> **What the task asks**
From the passage about the baby bird searching for his mother, output the words starting with "At last, the" and going on through "in their nest.", copied without any change.

> **Document text**
Off the bird goes, looking for his mother, though he is not yet able to fly. Not knowing what his mother looks like, he can do no more than ask those he meets whether they by chance might be his mother. We meet possible but unlikely candidates in page after page — a kitten, hen, dog, cow, car, boat, plane. None of them responds affirmatively, and so the search for his true identity, for love, for his source of life continues.

At last, the baby bird sees a big steam shovel (it looks like a bird). Caught in its huge shovel, he is lifted high into the air and dropped back into the nest in the tree from which his search had begun. “Just then, the mother bird came back to the tree,” the book tells us. “Do you know who I am?” she asks. And, of course, he does. He knows that she is not a kitten, hen, dog, or any of the other possible candidates he has met along the way. Although he has not spent any time with this mother, this is the one naturally suited for him — all is well, with mother and baby bird safely nestled together once again in their nest.

> **Information provided**
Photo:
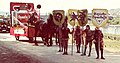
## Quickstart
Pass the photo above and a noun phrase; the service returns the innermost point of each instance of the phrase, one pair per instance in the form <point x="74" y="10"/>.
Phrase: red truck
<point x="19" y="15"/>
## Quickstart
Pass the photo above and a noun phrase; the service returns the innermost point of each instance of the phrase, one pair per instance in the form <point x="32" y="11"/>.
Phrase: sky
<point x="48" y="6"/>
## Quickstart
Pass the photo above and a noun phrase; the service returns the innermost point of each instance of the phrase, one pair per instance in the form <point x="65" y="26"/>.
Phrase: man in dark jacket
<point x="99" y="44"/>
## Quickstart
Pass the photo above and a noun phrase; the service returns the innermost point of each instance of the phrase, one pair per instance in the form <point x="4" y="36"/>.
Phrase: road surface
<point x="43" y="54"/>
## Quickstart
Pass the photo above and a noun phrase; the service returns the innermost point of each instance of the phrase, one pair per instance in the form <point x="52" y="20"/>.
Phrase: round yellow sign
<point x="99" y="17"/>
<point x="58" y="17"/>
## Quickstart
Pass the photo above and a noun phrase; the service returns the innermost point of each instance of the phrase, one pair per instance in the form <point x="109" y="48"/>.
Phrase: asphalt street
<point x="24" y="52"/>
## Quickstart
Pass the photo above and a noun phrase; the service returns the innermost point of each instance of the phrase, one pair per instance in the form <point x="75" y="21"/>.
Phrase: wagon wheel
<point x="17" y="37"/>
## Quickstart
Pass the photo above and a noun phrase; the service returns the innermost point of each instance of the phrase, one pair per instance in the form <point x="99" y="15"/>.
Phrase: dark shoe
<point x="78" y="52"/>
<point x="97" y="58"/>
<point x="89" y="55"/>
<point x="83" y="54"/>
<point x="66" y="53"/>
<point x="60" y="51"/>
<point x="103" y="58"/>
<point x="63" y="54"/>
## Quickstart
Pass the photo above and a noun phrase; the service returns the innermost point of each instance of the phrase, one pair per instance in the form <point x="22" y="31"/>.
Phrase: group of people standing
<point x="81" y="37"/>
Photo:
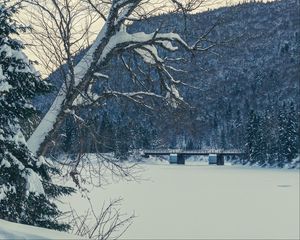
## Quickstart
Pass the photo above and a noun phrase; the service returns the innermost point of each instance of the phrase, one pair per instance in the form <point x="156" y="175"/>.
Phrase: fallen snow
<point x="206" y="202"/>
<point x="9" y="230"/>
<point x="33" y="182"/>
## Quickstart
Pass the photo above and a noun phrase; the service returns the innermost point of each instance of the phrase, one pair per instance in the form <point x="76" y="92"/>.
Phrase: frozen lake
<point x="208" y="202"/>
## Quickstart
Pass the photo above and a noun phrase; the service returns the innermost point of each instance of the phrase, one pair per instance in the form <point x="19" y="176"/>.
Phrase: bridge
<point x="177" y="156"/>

...

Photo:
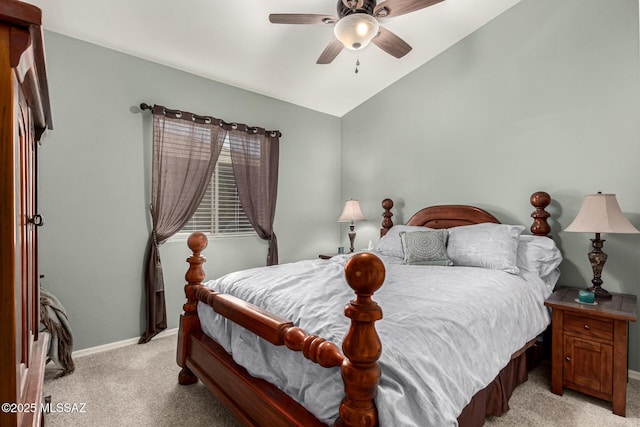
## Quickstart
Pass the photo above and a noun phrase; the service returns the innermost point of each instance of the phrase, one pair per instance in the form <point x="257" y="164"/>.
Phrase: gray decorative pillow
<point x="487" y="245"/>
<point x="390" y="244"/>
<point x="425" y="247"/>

> **Result for this task**
At last, the baby bird sees a big steam shovel (it looks like a bird). Caught in its huge shovel, he is lifted high into the air and dropped back into the nest in the tree from which his search had begun. “Just then, the mother bird came back to the tree,” the book tells us. “Do you know who I am?” she asks. And, of course, he does. He knows that she is not a kitten, hen, dog, or any of the other possible candidates he has met along the way. Although he has not spent any time with this mother, this is the one naturally suited for him — all is well, with mother and baby bird safely nestled together once again in their nest.